While the outcome of the presidential election will ultimately be decided by the American public, both Obama and Romney will be keeping one eye on the world view in the lead-up to November 6.
Barack Obama and Mitt Romney's election campaigning may have been curtailed by Superstorm Sandy this week, but the two candidates are still fully aware they're involved in one of the closest presidential races in recent history.
The vote between the incumbent president and the Republican candidate remains on a knife edge with six days until the polls open, despite the bluster from both sides deriding their opponent's respective campaigns.
Before Superstorm Sandy hit, the two men had spent days travelling around the U.S. in a last-ditch attempt to win votes in key battleground states.
And while the outcome of the presidential election will ultimately be decided by the American public, both Obama and Romney will be keeping one eye on the world view in the lead-up to November 6.
Among the key leadership issues - the economy, healthcare and defence - foreign policy remains important to any presidential campaign.
And the success of a president's foreign policy depends in many ways on how it is perceived outside of the U.S.
So how are the two candidates viewed outside of north America - in particular, how is their battle being seen in the UK and continental Europe?
Having swept to power in a blaze of positivity and enthusiasm in 2008, Obama appears to have maintained his support in the UK, if polls from Britain are anything to go by.
A recent online public opinion survey by polling experts Angus Reid claimed Britons favour the current president over Romney by an overwhelming ratio of 10:1.
The same study showed that just over half (52%) of Britons believed Obama had met their expectations of what he would achieve in his first term, while fewer than one in five (18%) said the President had failed to impress.
Obama's popularity in the UK seems to reflect a general trend across the continent; an AFP report recently revealed the President's European approval rating stood at a healthy 71%.
Conversely, Romney has struggled for widespread popularity in Britain ever since his visit to the UK in July.
Dubbed the 'European Disaster Tour', Romney publicly questioned London's readiness to hold the Olympic Games.
His comments hugely affected his standing among the British public and undermined his attempts to appear presidential.
The Mormon Republican leader was something of an unknown quantity in the UK at the time, but in questioning Britain's capability to host what turned out to be an extremely successful Olympics, Romney lost the respect of the British - to the point where he was deemed by some as less popular than Sarah Palin.
Dr Robert Watt, a lecturer from the Department of Political Science and International Studies at Birmingham University in the UK, told us Romney "alienated himself from pretty much everybody" on the tour.
Other academics though insist Romney has regained ground through his assured performances in the presidential debates - but he still trails Obama considerably in the UK approval stakes.
Dr Watt added many Britons liken Romney's ideology to the religious fundementalism and militarisation which characterised George W Bush's presidency; a comparison which will never play well in the UK.
Dr Watt said: "The view of America as arrogant and overbearing was partly banished by Obama and to a lesser extent Bill Clinton, but Romney will be categorised as just that by a significant number of British people.

▶ GOAL: Repeat the part of the article on how Britain and Europe view Obama and Romney word for word, from "The Mormon Republican" to "UK approval stakes.".

(Pointing and labeling entries)
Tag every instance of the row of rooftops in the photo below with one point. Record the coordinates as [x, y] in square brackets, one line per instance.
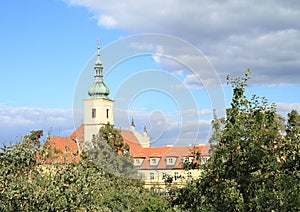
[66, 149]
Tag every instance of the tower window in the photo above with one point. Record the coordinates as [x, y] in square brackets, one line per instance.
[94, 113]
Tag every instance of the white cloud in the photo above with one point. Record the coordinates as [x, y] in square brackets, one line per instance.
[164, 128]
[107, 21]
[234, 35]
[19, 121]
[284, 107]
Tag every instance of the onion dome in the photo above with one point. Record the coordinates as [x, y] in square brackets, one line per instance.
[98, 89]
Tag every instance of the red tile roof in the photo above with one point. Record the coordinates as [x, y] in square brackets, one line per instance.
[66, 150]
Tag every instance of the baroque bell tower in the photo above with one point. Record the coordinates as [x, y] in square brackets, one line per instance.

▶ SOLUTION FOR THIS PROBLEM:
The Mormon Republican leader was something of an unknown quantity in the UK at the time, but in questioning Britain's capability to host what turned out to be an extremely successful Olympics, Romney lost the respect of the British - to the point where he was deemed by some as less popular than Sarah Palin.
Dr Robert Watt, a lecturer from the Department of Political Science and International Studies at Birmingham University in the UK, told us Romney "alienated himself from pretty much everybody" on the tour.
Other academics though insist Romney has regained ground through his assured performances in the presidential debates - but he still trails Obama considerably in the UK approval stakes.